** Start of SOURCE EXTRACT **

# Rearing Yearling



## AKPaintLover (May 26, 2007)

Everyone has different opinions, and different things work for different horses and people, but if she were my horse, this is what I would do: 
Everytime she rears, pulls back, or backs, I would use whatever method that works for that horse (while staying safetly away from rearing hooves) to drive her backwards. The first couple of times, I would drive her backwards until she was breathing a bit hard or tiring. Do this consistently every time for a while, and see if there is an improvement. If it gets worse, possible ask for some other ideas that might work. My stallion pulled that rearing in hand a couple of times when he was two, and I did what I described above. He has not done it since age two (now five), and he only tested me a couple of times after I corrected him like that. I will say that I had to become a scary, horse eating monster when I drove him back; I did not hurt him, but got in his face. 

Whatever method you use, you want to put a stop to that behavior NOW. It will just get worse as she gets bigger and stronger. I could see that behavior transferring over to pulling when tied also. Make her work her butt off every time she does wrong, and make her wish she had never done it. 

Good Luck


----------



## Maleficent (Jun 25, 2007)

Be safe. I'm not saying that this is in any way ideal, but it would be better to turn her out to pasture to be a permanent lawn ornament than to have either of you hurt. If you're not comfortable in the situation, she won't be either and the habit will progress. If you're unsure, go to a good professional. Hands down. Stops the habit in its tracks and keeps both of you safe.


----------



## desperate horsewife (Jun 21, 2007)

Yikes...a rearing horse is no fun to deal with.

** End of SOURCE EXTRACT **
** Start of MATERIAL **

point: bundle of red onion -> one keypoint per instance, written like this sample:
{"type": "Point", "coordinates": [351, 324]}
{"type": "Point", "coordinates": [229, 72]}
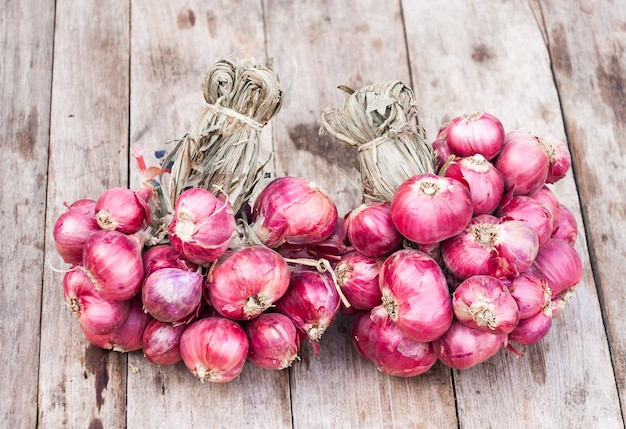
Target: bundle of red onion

** End of MATERIAL **

▸ **PROBLEMS TO SOLVE**:
**A)** List the username of every poster in the rearing yearling thread.
**B)** Please retype the part of the rearing yearling thread from "Whatever method you" to "(Jun 25, 2007)".

▸ **SOLUTIONS BELOW**:
**A)**
AKPaintLover
Maleficent
desperate horsewife

**B)**
Whatever method you use, you want to put a stop to that behavior NOW. It will just get worse as she gets bigger and stronger. I could see that behavior transferring over to pulling when tied also. Make her work her butt off every time she does wrong, and make her wish she had never done it. 

Good Luck


----------



## Maleficent (Jun 25, 2007)